- _EXERCISE OBJECTIVE_
Once the pictures are set aside, output all the records exactly.

- Opening Delimiter -

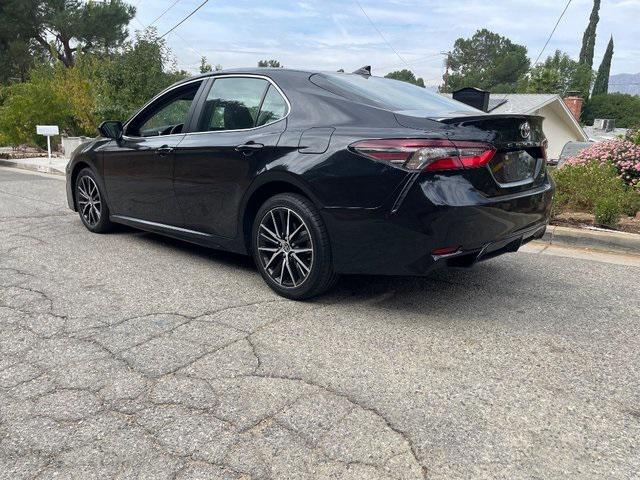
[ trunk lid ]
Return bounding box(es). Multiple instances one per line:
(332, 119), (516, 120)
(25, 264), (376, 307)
(395, 112), (548, 193)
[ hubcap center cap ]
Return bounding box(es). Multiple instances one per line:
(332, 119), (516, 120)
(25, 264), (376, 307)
(282, 242), (291, 253)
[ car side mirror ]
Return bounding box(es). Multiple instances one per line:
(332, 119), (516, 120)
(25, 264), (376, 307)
(98, 121), (123, 141)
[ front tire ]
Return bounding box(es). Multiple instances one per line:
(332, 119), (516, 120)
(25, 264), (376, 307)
(75, 168), (114, 233)
(251, 193), (338, 300)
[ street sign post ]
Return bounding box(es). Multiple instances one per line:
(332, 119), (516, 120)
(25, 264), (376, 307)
(36, 125), (60, 165)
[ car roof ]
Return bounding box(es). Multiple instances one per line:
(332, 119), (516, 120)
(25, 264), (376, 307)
(166, 67), (366, 91)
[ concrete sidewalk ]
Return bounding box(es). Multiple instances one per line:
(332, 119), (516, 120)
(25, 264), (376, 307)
(0, 155), (68, 175)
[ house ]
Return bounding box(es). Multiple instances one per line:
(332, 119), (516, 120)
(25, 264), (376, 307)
(443, 91), (589, 160)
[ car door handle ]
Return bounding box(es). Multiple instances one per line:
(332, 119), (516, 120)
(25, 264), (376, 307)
(235, 142), (264, 155)
(157, 146), (174, 156)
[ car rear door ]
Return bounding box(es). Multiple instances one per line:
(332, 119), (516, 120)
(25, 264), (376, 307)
(174, 75), (289, 238)
(102, 80), (205, 226)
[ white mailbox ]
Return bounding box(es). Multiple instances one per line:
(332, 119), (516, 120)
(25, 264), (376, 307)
(36, 125), (60, 162)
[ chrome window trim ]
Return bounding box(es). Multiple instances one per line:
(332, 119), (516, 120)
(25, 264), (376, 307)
(122, 74), (291, 140)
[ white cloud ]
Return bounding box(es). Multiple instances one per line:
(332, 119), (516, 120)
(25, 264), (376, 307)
(135, 0), (640, 81)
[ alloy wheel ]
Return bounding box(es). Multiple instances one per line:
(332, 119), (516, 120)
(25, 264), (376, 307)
(257, 207), (314, 288)
(77, 176), (102, 227)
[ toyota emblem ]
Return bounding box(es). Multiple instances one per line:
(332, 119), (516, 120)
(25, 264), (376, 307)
(520, 121), (531, 139)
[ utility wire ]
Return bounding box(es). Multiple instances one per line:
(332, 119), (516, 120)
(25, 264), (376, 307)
(147, 0), (183, 27)
(354, 0), (408, 67)
(533, 0), (572, 65)
(159, 0), (209, 39)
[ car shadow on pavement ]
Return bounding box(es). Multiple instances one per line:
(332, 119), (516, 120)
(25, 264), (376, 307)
(114, 226), (526, 310)
(113, 226), (533, 313)
(113, 226), (257, 272)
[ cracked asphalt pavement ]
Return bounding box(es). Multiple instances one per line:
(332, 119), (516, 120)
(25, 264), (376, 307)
(1, 167), (639, 479)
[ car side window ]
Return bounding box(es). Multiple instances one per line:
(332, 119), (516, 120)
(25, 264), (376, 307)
(126, 82), (201, 137)
(256, 85), (288, 126)
(197, 77), (287, 132)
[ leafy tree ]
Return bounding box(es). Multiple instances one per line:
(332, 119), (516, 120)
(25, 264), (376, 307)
(579, 0), (601, 68)
(384, 69), (425, 87)
(199, 56), (222, 74)
(582, 93), (640, 128)
(443, 29), (530, 93)
(258, 59), (282, 68)
(91, 29), (188, 121)
(592, 36), (614, 96)
(199, 56), (213, 73)
(525, 50), (593, 98)
(0, 0), (135, 68)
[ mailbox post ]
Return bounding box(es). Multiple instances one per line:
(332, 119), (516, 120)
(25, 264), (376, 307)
(36, 125), (60, 165)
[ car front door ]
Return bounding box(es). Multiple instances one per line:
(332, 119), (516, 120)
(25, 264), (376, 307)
(173, 76), (289, 238)
(102, 80), (205, 226)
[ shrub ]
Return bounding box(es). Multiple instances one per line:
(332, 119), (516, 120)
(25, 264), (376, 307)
(565, 139), (640, 191)
(594, 197), (621, 228)
(582, 93), (640, 129)
(626, 127), (640, 146)
(551, 161), (639, 218)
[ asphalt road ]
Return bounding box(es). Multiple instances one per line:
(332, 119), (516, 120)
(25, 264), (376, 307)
(1, 167), (639, 479)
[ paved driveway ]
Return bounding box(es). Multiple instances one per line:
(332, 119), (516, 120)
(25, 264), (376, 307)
(1, 168), (639, 479)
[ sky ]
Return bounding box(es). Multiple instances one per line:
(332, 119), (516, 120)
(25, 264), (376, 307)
(132, 0), (640, 86)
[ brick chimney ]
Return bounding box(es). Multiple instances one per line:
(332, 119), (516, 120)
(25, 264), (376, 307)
(563, 92), (584, 121)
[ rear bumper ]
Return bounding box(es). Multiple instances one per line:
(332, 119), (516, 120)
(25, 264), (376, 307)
(323, 174), (554, 276)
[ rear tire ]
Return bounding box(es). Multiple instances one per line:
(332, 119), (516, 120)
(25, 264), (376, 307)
(251, 193), (338, 300)
(75, 168), (114, 233)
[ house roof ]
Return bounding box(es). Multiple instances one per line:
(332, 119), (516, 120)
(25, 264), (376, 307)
(442, 93), (588, 141)
(485, 94), (558, 114)
(583, 126), (628, 142)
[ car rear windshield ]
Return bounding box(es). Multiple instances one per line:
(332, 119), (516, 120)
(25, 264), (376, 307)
(310, 73), (478, 115)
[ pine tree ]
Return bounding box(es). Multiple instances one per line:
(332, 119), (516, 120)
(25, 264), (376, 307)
(579, 0), (601, 68)
(592, 36), (614, 96)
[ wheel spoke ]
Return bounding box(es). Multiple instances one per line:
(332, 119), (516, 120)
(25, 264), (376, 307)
(270, 211), (281, 239)
(260, 223), (280, 243)
(278, 258), (286, 285)
(288, 224), (303, 242)
(292, 248), (312, 254)
(258, 246), (279, 252)
(286, 209), (291, 238)
(285, 257), (297, 287)
(264, 249), (282, 269)
(291, 253), (310, 274)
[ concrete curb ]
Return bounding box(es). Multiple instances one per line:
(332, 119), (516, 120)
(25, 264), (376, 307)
(540, 225), (640, 255)
(0, 158), (66, 176)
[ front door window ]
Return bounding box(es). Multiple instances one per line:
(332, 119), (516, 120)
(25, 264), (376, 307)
(126, 82), (201, 137)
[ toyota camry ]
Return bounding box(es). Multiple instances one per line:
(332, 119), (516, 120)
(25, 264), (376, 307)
(66, 67), (554, 299)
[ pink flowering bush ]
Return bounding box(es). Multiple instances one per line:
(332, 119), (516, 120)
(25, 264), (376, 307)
(565, 139), (640, 191)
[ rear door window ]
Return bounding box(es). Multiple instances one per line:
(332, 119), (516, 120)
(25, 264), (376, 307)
(197, 77), (288, 132)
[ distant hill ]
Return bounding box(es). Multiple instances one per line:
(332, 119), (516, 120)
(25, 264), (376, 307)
(609, 73), (640, 96)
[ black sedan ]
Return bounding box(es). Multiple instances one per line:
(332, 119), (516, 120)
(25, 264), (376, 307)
(66, 67), (554, 299)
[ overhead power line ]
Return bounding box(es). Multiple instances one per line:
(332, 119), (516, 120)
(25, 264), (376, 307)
(354, 0), (408, 67)
(533, 0), (572, 65)
(159, 0), (209, 39)
(147, 0), (182, 27)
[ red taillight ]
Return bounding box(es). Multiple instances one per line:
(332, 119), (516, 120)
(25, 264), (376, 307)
(351, 139), (496, 172)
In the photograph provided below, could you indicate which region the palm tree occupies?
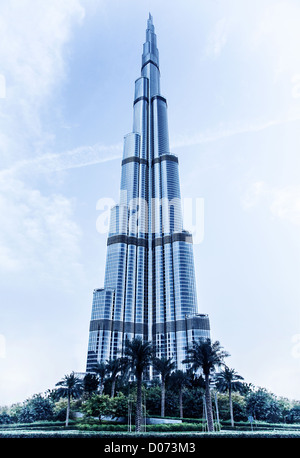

- Closing Delimiter -

- _REPLY TO THE TASK_
[ trunk lid ]
Return bounding box(es). Multiple instances one per line:
(332, 119), (516, 120)
(25, 264), (376, 307)
(395, 112), (548, 193)
[ hubcap center cap ]
Return bounding box(es). Multiple instances one per line:
(332, 119), (516, 120)
(25, 264), (376, 307)
(282, 242), (291, 253)
[ car side mirror ]
Return bounding box(es). Multiple instances one per line:
(332, 119), (516, 120)
(25, 264), (376, 307)
(98, 121), (123, 141)
[ front tire ]
Return bounding box(es). Multiple instances one per line:
(332, 119), (516, 120)
(25, 264), (376, 307)
(75, 168), (114, 233)
(251, 193), (338, 300)
[ street sign post ]
Return bounding box(es). Multiple instances one per line:
(332, 119), (516, 120)
(25, 264), (376, 307)
(36, 125), (60, 165)
[ car roof ]
Return bounding box(es). Multiple instances one per line:
(332, 119), (516, 120)
(25, 264), (376, 307)
(166, 67), (366, 91)
[ concrete sidewalk ]
Return bounding box(es). Multiple instances one per line:
(332, 119), (516, 120)
(25, 264), (376, 307)
(0, 155), (68, 175)
[ house ]
Return bounding box(es). Multiple instances one per line:
(332, 119), (516, 120)
(25, 264), (376, 307)
(443, 91), (589, 160)
[ car door handle ]
Return bounding box(es). Multiple instances one per line:
(332, 119), (516, 120)
(25, 264), (376, 307)
(235, 142), (264, 155)
(157, 146), (174, 156)
[ car rear door ]
Return bounding box(es). Multiple instances one per line:
(332, 119), (516, 120)
(25, 264), (376, 307)
(174, 75), (289, 238)
(102, 80), (205, 226)
[ white mailbox ]
Return bounding box(es). Multiple instances one per line:
(332, 119), (516, 120)
(25, 264), (376, 307)
(36, 125), (60, 162)
[ chrome window trim ]
Return bounding box(es). Multiple instances one per line:
(332, 119), (516, 120)
(25, 264), (376, 307)
(122, 74), (291, 140)
[ white cloud ]
Return bounding box(es). Multiple instances one per line:
(332, 119), (516, 120)
(25, 264), (376, 307)
(135, 0), (640, 81)
[ alloy wheel ]
Return bounding box(es). Multiple instances one per line:
(332, 119), (516, 120)
(25, 264), (376, 307)
(257, 207), (314, 288)
(77, 176), (102, 227)
[ toyota emblem ]
Return bounding box(es). Multiple instances one per line:
(332, 119), (516, 120)
(25, 264), (376, 307)
(520, 121), (531, 139)
[ utility wire ]
Return bounding box(es). Multiple instances one per line:
(332, 119), (516, 120)
(25, 264), (376, 307)
(147, 0), (183, 27)
(354, 0), (408, 67)
(533, 0), (572, 65)
(159, 0), (209, 39)
[ car shadow on pavement ]
Return bounding box(es). Multiple instances one per line:
(332, 119), (516, 120)
(25, 264), (376, 307)
(114, 226), (526, 310)
(113, 226), (533, 313)
(113, 226), (257, 272)
[ cracked asphalt pavement ]
Return bounding box(es). Multiple instances one per line:
(332, 119), (516, 120)
(25, 264), (376, 307)
(1, 167), (639, 479)
[ car side window ]
Return bounding box(es). Multiple instances one per line:
(332, 119), (516, 120)
(25, 264), (376, 307)
(126, 82), (201, 137)
(256, 85), (288, 126)
(197, 77), (287, 132)
[ leafy tree ]
Return bounding box(es). Multiple instances one per line:
(332, 119), (516, 120)
(25, 264), (376, 307)
(579, 0), (601, 68)
(384, 69), (425, 87)
(199, 56), (222, 74)
(582, 93), (640, 128)
(443, 29), (530, 93)
(258, 59), (282, 68)
(91, 29), (188, 121)
(592, 36), (614, 96)
(199, 56), (213, 73)
(525, 50), (593, 98)
(0, 0), (135, 68)
[ mailbox post ]
Return bounding box(es). Multiple instances one per line:
(332, 119), (516, 120)
(25, 264), (376, 307)
(36, 125), (60, 165)
[ car front door ]
Return bounding box(es). Multiple instances one per line:
(332, 119), (516, 120)
(25, 264), (376, 307)
(173, 76), (289, 238)
(102, 80), (205, 226)
[ shrub ]
Return bounding box(es). Multiple instances one per line:
(332, 119), (516, 120)
(25, 264), (376, 307)
(565, 139), (640, 191)
(594, 197), (621, 228)
(582, 93), (640, 129)
(626, 127), (640, 146)
(551, 161), (639, 218)
[ asphalt road ]
Return bounding box(es). Multiple instances one per line:
(332, 119), (516, 120)
(25, 264), (376, 307)
(1, 167), (639, 479)
[ paved driveway ]
Return bounding box(es). Multiple instances one per line:
(332, 119), (516, 120)
(25, 264), (376, 307)
(1, 168), (639, 479)
[ sky ]
Return bounding box(es). Multiple instances one per line:
(332, 119), (516, 120)
(25, 264), (376, 307)
(132, 0), (640, 86)
[ brick chimney ]
Return bounding box(es). Multiple instances one per line:
(332, 119), (516, 120)
(25, 264), (376, 307)
(563, 92), (584, 121)
[ rear bumper ]
Return bounding box(es). Multiple instances one per line:
(332, 119), (516, 120)
(25, 264), (376, 307)
(323, 174), (554, 276)
[ rear tire ]
Return bounding box(es). Multiple instances one per line:
(332, 119), (516, 120)
(25, 264), (376, 307)
(251, 193), (338, 300)
(75, 168), (114, 233)
[ house roof ]
Return bounding box(es). Multiple instances one per line:
(332, 119), (516, 120)
(25, 264), (376, 307)
(442, 93), (588, 141)
(485, 94), (558, 114)
(583, 126), (628, 142)
[ car rear windshield ]
Return bounding box(es). Multiple instances one per line:
(332, 119), (516, 120)
(25, 264), (376, 307)
(310, 73), (478, 115)
[ pine tree ]
Return bounding box(es). Multiple instances one per line:
(332, 119), (516, 120)
(25, 264), (376, 307)
(579, 0), (601, 68)
(592, 36), (614, 96)
[ wheel spoke ]
Return bounding box(es). Multiple instances one per line:
(332, 119), (516, 120)
(25, 264), (376, 307)
(270, 211), (281, 239)
(260, 223), (280, 243)
(278, 258), (286, 285)
(288, 224), (303, 242)
(292, 248), (312, 254)
(258, 246), (279, 252)
(286, 209), (291, 238)
(285, 257), (297, 287)
(264, 249), (282, 269)
(291, 253), (310, 274)
[ concrete curb ]
Return bounding box(es). Multiple instances one per line:
(332, 119), (516, 120)
(25, 264), (376, 307)
(540, 225), (640, 255)
(0, 158), (66, 176)
[ front door window ]
Return bounding box(es). Multiple instances one per line:
(332, 119), (516, 120)
(25, 264), (376, 307)
(126, 82), (201, 137)
[ toyota camry ]
Return bounding box(es). Multiple instances one per line:
(332, 119), (516, 120)
(25, 264), (376, 307)
(66, 67), (554, 299)
[ pink flowering bush ]
Return bounding box(es). Multiple instances one per line:
(332, 119), (516, 120)
(25, 264), (376, 307)
(565, 139), (640, 191)
[ rear door window ]
Return bounding box(es). Multiple instances one per line:
(332, 119), (516, 120)
(25, 264), (376, 307)
(197, 77), (288, 132)
[ distant hill ]
Return bounding box(es). Multiple instances one per line:
(332, 119), (516, 120)
(25, 264), (376, 307)
(609, 73), (640, 96)
[ black sedan ]
Return bounding box(es). Multiple instances one per line:
(332, 119), (516, 120)
(25, 264), (376, 307)
(66, 67), (554, 299)
[ overhead power line ]
Return bounding box(es). Multiple instances one per line:
(332, 119), (516, 120)
(25, 264), (376, 307)
(354, 0), (408, 67)
(533, 0), (572, 65)
(159, 0), (209, 39)
(147, 0), (182, 27)
[ red taillight ]
Return bounding box(es). Multiple instances one per line:
(332, 119), (516, 120)
(25, 264), (376, 307)
(351, 139), (496, 172)
In the photograph provided below, could you indicate which region the palm tree occupies?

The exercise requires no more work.